Task brief: Every record must be reproduced exactly. Leave none out.

Data for this exercise:
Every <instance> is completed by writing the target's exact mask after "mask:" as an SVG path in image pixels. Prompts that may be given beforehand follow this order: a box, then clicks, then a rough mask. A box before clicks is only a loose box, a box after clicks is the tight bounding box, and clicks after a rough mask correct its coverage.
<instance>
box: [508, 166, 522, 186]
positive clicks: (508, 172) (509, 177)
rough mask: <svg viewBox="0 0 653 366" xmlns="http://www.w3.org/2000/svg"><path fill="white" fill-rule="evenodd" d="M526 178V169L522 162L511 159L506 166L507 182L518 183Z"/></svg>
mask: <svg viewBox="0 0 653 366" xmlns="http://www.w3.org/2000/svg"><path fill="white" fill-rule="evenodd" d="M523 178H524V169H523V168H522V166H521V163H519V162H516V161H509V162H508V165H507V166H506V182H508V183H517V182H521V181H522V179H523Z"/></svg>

Answer section:
Every <instance> is completed by writing the target's exact mask after "mask:" as an SVG path in image pixels. Prompts that may be given beforehand follow this order: a box, then clicks, then a rough mask. A box before clicks is only a loose box, a box after clicks is the tight bounding box, and clicks after a rough mask correct its coverage.
<instance>
box: [508, 166, 522, 186]
positive clicks: (508, 172) (509, 177)
rough mask: <svg viewBox="0 0 653 366" xmlns="http://www.w3.org/2000/svg"><path fill="white" fill-rule="evenodd" d="M526 178V169L522 162L511 159L506 166L507 182L518 183Z"/></svg>
mask: <svg viewBox="0 0 653 366" xmlns="http://www.w3.org/2000/svg"><path fill="white" fill-rule="evenodd" d="M523 178H524V169H523V168H522V166H521V163H519V162H516V161H509V162H508V165H507V166H506V182H508V183H517V182H521V181H522V179H523Z"/></svg>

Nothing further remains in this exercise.